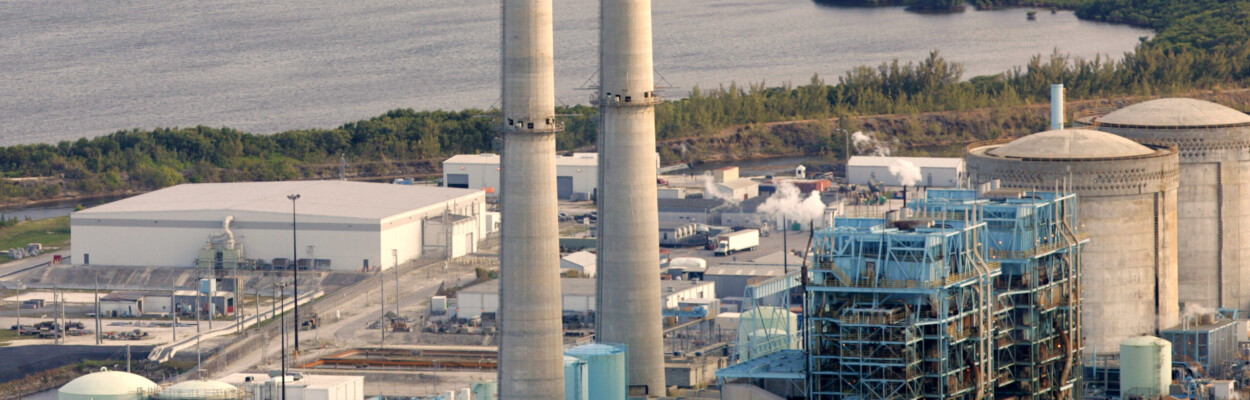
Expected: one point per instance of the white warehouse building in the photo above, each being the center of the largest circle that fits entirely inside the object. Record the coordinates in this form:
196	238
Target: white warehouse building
928	171
576	175
341	225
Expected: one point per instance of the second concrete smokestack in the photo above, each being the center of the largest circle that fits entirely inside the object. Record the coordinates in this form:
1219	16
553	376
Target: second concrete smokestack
629	226
531	338
1056	106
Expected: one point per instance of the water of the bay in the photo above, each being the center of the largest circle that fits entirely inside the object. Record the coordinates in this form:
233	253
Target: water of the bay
83	68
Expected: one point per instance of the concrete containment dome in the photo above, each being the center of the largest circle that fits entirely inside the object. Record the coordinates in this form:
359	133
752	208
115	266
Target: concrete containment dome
1126	195
1174	113
1214	196
108	385
1070	144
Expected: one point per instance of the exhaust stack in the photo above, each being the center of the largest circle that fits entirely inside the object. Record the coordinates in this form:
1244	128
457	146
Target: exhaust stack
629	226
1056	106
531	354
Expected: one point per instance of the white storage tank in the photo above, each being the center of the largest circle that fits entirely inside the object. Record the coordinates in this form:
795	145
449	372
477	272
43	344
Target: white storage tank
108	385
200	390
576	379
1145	366
605	369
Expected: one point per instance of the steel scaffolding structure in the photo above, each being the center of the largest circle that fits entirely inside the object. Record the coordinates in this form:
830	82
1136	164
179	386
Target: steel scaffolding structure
958	296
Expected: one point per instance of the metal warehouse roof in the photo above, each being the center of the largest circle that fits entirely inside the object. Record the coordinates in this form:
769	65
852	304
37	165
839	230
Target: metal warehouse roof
328	198
1175	113
1071	144
576	159
585	286
860	160
679	205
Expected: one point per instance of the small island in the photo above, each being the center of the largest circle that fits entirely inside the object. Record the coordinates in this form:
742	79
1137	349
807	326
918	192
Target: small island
913	5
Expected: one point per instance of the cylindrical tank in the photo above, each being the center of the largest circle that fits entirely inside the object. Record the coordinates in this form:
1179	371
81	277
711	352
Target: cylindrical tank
1126	195
200	390
1214	201
1145	366
108	385
484	390
605	370
575	379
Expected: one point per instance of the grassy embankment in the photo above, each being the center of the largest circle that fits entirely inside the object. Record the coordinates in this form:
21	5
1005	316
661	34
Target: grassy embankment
53	233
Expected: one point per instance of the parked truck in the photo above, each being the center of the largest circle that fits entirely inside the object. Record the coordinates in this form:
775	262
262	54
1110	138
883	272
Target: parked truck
743	240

**What is needed**
Quote the full listing above word for word; exclude every picture from the copy.

**Answer**
Expected: one point per instance of the white warehouse building in the photo above, each being the center of the largest circle that fits entirely inside the object. Record the coordinates in this form:
196	238
Target: white warehouse building
928	171
576	175
341	225
Expected: one point per instance of the second concrete smokestack in the photo above, each being the center of the largest circle that fits entirely inside the object. Record the coordinates in this form:
1219	16
553	376
Target: second concrete smokestack
629	226
531	338
1056	106
Expected: one point per instance of the water of the bay in the photo above, each being the center of the largest circle that fits entirely inside the object. Record the coordinates in this form:
233	253
Target: water of the bay
83	68
Expected: one point per instance of the concrete containment dome in the photo above, each being the center of the largest circle that fits entirely inside the object. Record the coordinates in this form:
359	133
752	208
115	266
Target: concrete containment dome
1126	195
1174	113
1214	196
108	385
1070	144
Expected: one point per instance of the exhaust stack in the photo above, each being the center of the largest circle that fits entirely inside the object. Record the coordinates in this form:
1244	128
457	146
Target: exhaust stack
629	226
1056	106
531	354
Expected: one point per instance of the white storage tank in the photo above, each being the center of the largest circle that fits entirely inside the object. Record the coordinates in this form:
795	145
449	372
477	272
43	344
Target: white storage tank
108	385
200	390
576	379
1145	366
605	369
Expected: one point per instance of the steel scaffolding structure in the photo above, each being the center of the largest circle that fits entirely inside the object. Record the coordinates in this form:
830	82
1136	164
179	386
Target: steel scaffolding structure
958	296
Expected: one point per instance of the metal warehouse roof in the photo above, each being the center of the largest circle that fits entirely inside the object. Record the coordinates in this form:
769	65
852	304
37	165
839	230
Target: metal warehouse roof
328	198
1175	113
1071	144
576	159
585	286
860	160
679	205
Expected: one point per instance of the small island in the photo above, each being the center of the largest circle that fits entirely inside the object. Record the coordinates in this form:
742	79
1137	349
807	326
918	192
Target: small island
913	5
Expected: one point per instance of the cylindrical tank in the photo above, each being the center of the largest circle that fits entirely inside the object. Record the coordinates in this form:
1179	371
81	277
711	352
Target: cylindrical tank
1126	195
200	390
1214	201
1145	366
108	385
484	390
605	370
575	379
Expected: one point per instance of the grassy embankment in the photo above, each being the center of the largest circle that fits entirely inside the object. Record the coordinates in this form:
21	5
1005	316
661	34
Target: grassy embankment
53	233
Expected: one point per instance of the parked truck in the photo above, each being the center of the largest circle that fits entirely inside the object. Record the coordinates in this form:
775	262
262	54
1110	138
883	272
Target: parked truck
743	240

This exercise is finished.